Problem details:
Please quote the records below word for word, starting at the line that contains "Annotation task: put one keypoint on every instance of the grey" and continuing through the last line of the records.
==============================
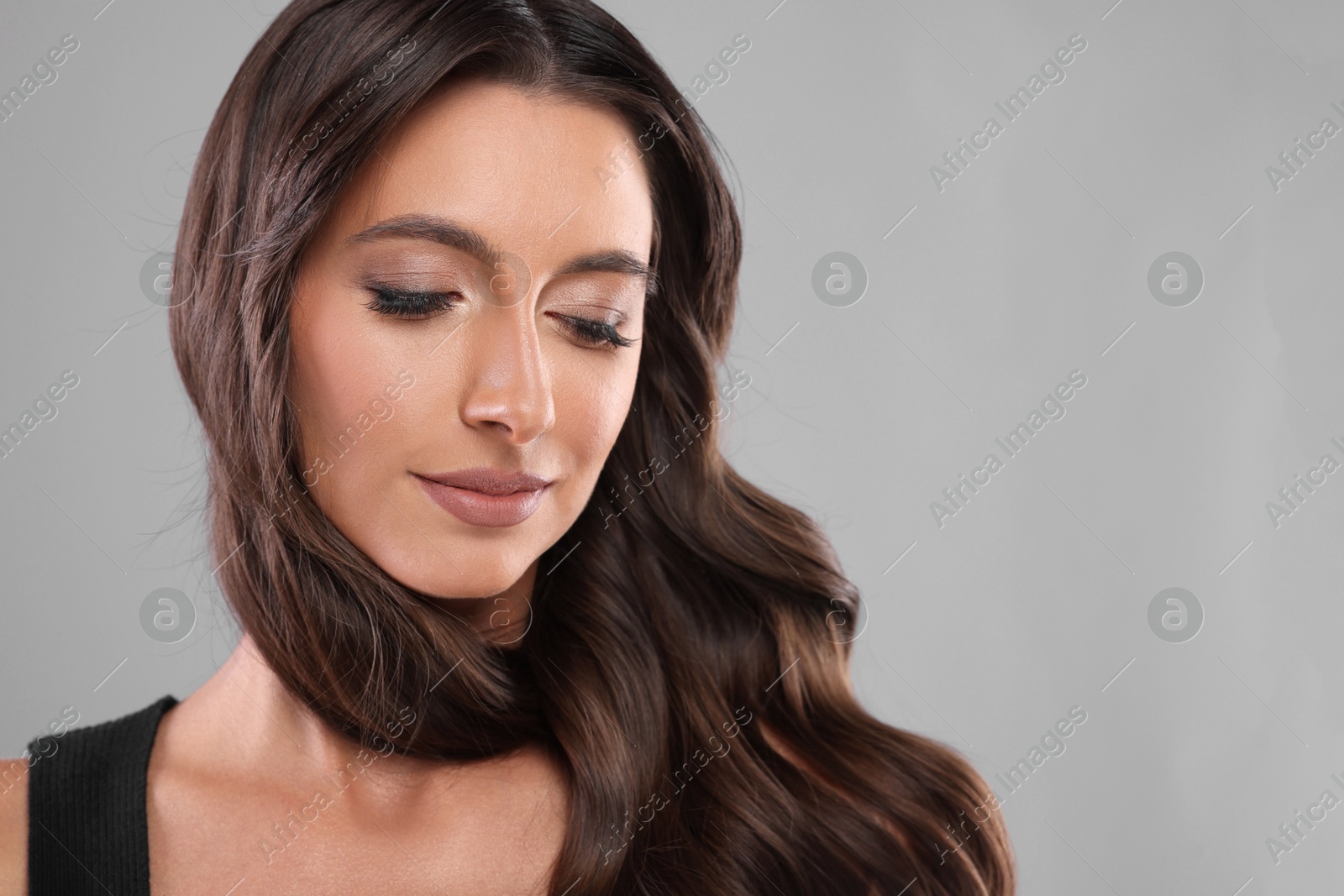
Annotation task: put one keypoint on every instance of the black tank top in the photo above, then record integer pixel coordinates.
(87, 825)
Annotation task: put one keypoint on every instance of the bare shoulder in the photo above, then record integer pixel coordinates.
(13, 826)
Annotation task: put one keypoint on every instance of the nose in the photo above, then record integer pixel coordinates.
(508, 383)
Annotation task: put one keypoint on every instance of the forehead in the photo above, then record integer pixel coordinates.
(528, 172)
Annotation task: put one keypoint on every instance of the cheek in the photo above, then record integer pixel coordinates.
(342, 369)
(591, 405)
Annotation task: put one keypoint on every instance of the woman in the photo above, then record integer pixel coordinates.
(512, 625)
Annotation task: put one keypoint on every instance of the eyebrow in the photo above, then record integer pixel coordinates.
(447, 233)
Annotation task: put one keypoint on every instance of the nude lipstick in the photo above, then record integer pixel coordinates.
(481, 496)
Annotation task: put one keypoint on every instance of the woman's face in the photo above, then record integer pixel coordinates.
(460, 311)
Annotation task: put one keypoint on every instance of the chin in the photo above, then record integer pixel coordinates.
(483, 582)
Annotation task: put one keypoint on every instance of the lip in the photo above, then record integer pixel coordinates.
(481, 496)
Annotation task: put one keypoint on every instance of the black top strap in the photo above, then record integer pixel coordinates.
(87, 824)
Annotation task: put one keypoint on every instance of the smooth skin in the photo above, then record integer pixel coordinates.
(501, 380)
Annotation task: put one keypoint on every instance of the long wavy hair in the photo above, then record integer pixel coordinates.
(689, 663)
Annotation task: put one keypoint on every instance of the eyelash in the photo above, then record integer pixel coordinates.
(421, 305)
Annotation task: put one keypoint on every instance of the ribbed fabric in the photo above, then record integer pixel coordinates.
(87, 824)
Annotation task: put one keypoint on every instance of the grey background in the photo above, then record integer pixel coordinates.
(1032, 264)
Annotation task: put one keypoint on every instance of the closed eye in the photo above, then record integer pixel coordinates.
(421, 305)
(409, 304)
(595, 332)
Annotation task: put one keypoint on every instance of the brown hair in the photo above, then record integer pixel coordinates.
==============================
Result of this exercise:
Annotation task: put one keypoint on every instance of the grey background in the photo above, then record integer pixel coordinates.
(1032, 264)
Annotation task: put one keypoint on every instance of the closed eye in the photo above, then record integer pixel coordinates.
(421, 305)
(409, 304)
(595, 332)
Annotation task: put one keypoint on every instance of the brown hair in the photo above, then record integer pixel coordinates.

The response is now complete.